**Things to do**
- 1) According to the post on Bachelard's "nests and shells," why does the nesting image seem natural? Answer in one to three sentences.
- 2) In the post on Bachelard's "nests and shells," list every physical feature of Van Gogh's thatched cottages that the quoted passage describes.
- 3) Carry on the post about Bachelard's "nests and shells" after its last sentence.

**Reading text**
# # #
Bachelard’s “nests and shells”

Personally, I think the essence of Bachelard’s book is found in the first two chapters, but he extends his metaphor throughout the rest of his work, exploring the phenomena of shelter in greater and greater detail.

He suggests that the idea of shelter is a primal instinct:

With nests and, above all, shells, we shall find a whole series of images that I am going to try to characterize as primal images; images that bring out the primitiveness in us.

The nesting image seems like a natural, since primitive homes, small as they were, must have served primarily as a safe haven for very young children since it’s unlikely they could confine older children for long:

A nest, like any other image of rest and quiet, is immediately associated with the image of a simple house. When we pass from the image of a nest to the image of a house, and vice versa, it can only be in an atmosphere of simplicity. Van Gogh, who painted numerous nests, as well as numerous peasant cottages, wrote to his brother: “The cottage, with its thatched roof, made me think of a wren’s nest.”‘ For a painter, it is probably twice as interesting if, while painting a nest, he dreams of a cottage and, while painting a cottage, he dreams of a nest. It is as though one dreamed twice, in two registers, when one dreams of an image duster such as this. For the simplest image is doubled; it is itself and something else than itself. Van Gogh’s thatched cottages are overladen with thatch. Thick, coarsely plaited straw emphasizes the will to provide shelter by extending well beyond the walls. Indeed, in this instance, among all the shelter virtues, the roof is the dominant evidence. Under the roof’s covering the walls are of earth and stone. The openings are low. A thatched cottage is set on the ground like a nest in a field.

It’s probably not entirely coincidental that baby bassinets are often made of straw-like material lined with soft, fleecy blankets since it’s one of the first thing prospective parents buy when they get the nesting instinct. Who can resist nestling; I certainly loved it when Zoe nestled in my arms on my recent visit to Colorado. It’s hard to say who felt most secure— the child or the grandpa.
# # #
(Entries drawn from a collection)
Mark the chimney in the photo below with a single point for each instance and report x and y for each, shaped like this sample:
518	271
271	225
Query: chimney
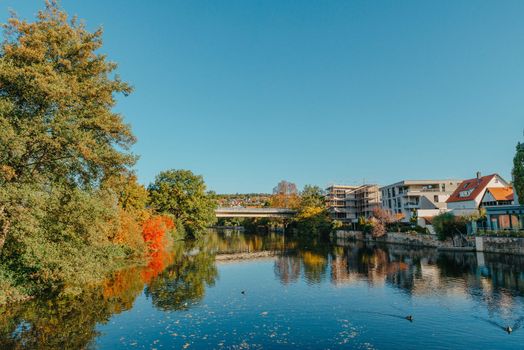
515	196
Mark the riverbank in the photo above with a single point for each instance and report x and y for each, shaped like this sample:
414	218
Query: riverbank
487	244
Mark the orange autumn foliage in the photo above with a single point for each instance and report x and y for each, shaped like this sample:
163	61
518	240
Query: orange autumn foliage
158	261
154	231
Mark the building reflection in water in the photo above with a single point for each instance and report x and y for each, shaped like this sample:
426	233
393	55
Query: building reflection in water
178	280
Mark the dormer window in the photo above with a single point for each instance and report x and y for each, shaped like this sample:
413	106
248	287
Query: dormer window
464	194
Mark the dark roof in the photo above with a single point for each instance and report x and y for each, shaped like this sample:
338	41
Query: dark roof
476	185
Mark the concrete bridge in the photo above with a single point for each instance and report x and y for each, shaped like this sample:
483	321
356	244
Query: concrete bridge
241	212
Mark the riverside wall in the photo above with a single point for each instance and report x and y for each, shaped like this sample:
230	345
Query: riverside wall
488	244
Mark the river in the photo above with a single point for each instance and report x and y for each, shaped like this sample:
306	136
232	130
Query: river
244	291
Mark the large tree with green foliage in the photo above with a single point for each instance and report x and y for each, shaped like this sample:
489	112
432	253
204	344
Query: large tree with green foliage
312	196
60	144
518	171
183	195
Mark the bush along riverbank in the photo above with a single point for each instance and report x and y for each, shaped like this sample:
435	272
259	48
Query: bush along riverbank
71	209
479	243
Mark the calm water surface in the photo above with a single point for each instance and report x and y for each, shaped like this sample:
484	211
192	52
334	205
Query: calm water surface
286	293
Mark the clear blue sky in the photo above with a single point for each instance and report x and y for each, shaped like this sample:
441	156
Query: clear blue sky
247	93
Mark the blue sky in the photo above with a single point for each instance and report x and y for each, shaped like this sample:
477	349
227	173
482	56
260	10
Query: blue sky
247	93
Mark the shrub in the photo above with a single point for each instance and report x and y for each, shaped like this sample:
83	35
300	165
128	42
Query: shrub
448	225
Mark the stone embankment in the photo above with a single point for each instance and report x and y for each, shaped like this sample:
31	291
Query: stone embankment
488	244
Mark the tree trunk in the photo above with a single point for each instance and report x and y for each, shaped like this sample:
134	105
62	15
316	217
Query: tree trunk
4	228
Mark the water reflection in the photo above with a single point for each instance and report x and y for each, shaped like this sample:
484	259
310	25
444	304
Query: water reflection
177	280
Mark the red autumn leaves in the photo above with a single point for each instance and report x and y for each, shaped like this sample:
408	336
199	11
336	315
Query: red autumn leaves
154	231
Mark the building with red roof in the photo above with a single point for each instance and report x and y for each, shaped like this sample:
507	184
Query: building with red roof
468	196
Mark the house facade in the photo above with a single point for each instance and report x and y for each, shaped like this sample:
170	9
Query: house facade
467	198
348	203
420	198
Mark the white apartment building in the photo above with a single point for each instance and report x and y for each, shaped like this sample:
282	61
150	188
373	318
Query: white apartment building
347	203
423	198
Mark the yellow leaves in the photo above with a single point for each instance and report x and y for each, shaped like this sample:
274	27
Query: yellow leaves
7	172
310	212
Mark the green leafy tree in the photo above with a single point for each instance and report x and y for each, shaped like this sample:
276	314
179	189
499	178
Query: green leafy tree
448	225
183	195
60	144
518	171
312	196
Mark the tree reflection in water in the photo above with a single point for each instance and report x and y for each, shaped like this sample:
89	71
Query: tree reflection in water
177	280
172	279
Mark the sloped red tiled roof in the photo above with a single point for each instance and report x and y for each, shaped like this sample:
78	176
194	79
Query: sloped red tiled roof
501	193
478	185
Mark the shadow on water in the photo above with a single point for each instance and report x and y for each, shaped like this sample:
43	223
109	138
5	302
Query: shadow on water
508	329
172	280
177	280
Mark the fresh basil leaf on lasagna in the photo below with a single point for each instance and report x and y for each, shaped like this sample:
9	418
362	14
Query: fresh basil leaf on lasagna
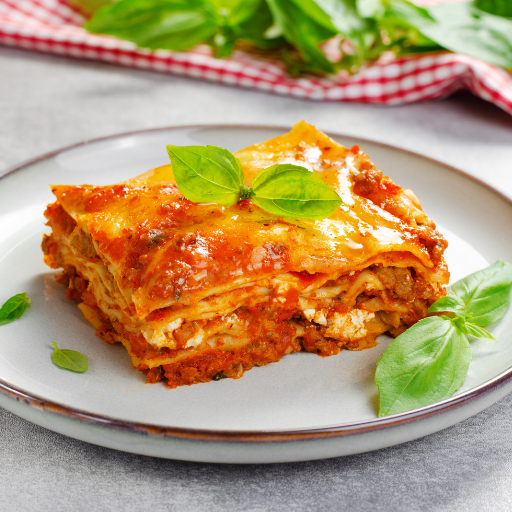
207	174
293	191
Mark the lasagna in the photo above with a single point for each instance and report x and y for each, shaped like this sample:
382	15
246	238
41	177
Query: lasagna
201	292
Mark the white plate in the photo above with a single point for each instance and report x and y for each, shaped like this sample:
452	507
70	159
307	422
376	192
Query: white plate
303	407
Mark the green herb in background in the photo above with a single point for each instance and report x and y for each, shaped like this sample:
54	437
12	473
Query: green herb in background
430	360
13	308
297	28
69	359
209	174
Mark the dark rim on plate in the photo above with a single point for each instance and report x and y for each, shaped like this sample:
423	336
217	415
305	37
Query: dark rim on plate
361	427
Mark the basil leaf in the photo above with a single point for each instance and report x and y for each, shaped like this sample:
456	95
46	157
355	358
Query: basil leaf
451	303
207	174
69	359
304	26
479	332
486	293
13	308
344	16
169	24
252	21
425	364
459	27
293	191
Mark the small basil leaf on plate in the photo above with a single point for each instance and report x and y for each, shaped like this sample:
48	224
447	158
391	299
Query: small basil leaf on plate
207	174
69	359
293	191
486	293
425	364
478	332
14	307
449	303
171	24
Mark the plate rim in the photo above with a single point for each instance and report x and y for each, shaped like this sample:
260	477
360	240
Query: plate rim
254	436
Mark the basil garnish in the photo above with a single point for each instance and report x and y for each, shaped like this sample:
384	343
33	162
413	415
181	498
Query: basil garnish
293	191
209	174
13	308
430	360
69	359
425	364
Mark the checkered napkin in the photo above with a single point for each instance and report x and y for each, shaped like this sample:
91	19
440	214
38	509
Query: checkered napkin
52	26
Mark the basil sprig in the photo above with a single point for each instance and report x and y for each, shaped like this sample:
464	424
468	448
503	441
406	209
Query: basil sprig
209	174
69	359
13	308
481	28
429	361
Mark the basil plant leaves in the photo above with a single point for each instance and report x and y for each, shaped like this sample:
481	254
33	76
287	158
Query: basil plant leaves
430	360
209	174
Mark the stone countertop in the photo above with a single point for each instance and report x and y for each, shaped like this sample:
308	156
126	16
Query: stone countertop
48	102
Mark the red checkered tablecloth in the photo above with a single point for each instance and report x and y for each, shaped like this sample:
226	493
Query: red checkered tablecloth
52	26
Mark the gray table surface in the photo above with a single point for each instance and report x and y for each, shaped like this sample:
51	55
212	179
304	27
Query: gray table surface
48	102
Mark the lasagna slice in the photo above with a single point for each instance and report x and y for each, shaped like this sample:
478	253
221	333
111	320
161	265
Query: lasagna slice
200	292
# # #
**Exercise responses**
- 1) The nesting image seems natural because primitive homes were small and must have served mainly as a safe haven for very young children. Older children could probably not have been kept confined in them for long.

- 2)
- A roof overladen with thick, coarsely plaited straw thatch that extends well beyond the walls
- Walls of earth and stone
- Low openings
- Placement on the ground, like a nest in a field

- 3)
A less intuitive metaphor, but perhaps an even more thought-provoking one is that of the shell as a form of shelter:

Moreover, these facts of the imagination are related to allegories of very ancient origin. Jurgis Baltrusaitis recalls (bc. cit. p. 57) that “as late as the Carolingian epoch, burial grounds often contained snail shellsan allegory of a grave in which man will awaken.” And in Le bestiaire du Christ, p. 922, Charbonneaux-Lassay writes: “Taken as a whole, with both its hard covering and its sentient organism, the shell, for the Ancients, was the symbol of the human being in its entirety, body and soul. In fact, ancient symbolics used the shell as a symbol for the human body, which encloses the soul in an outside envelope, while the soul quickens the entire being, represented by the organism of the mollusk. Thus, they said, the body becomes lifeless when the soul has left it, in the same way that the shell becomes incapable of moving when it is separated from the part that gives it life.”

This certainly gives added dimension to the cliché he’s “just a shell of his former self,? doesn’t it? Is our home our shell, a living extension of ourselves to protect us from our environment?

In essence, Bachelard attempts to show the many way artists empathize with man’s attempts to find security in an uncertain world, a vital role in a postmodern world which seems anything but secure:

With nests, with shells at the risk of wearying the reader I have multiplied the images that seem to me to illustrate the function of inhabiting in elementary forms which may be too remotely imagined. Here one senses clearly that this is a mixed problem of imagination and observation. I have simply wanted to show that whenever life seeks to shelter, protect, cover or hide itself, the imagination sympathizes with the being that inhabits the protected space. The imagination experiences protection in all its nuances of security, from life in the most material of shells, to more subtle concealment through imitation of surfaces. As the poet Noel Arnaud expresses it, being seeks dissimulation in similarity.’ To be in safety under cover of a color is carrying the tranquility of inhabiting to the point of culmination, not to say, imprudence. Shade, too, can be inhabited.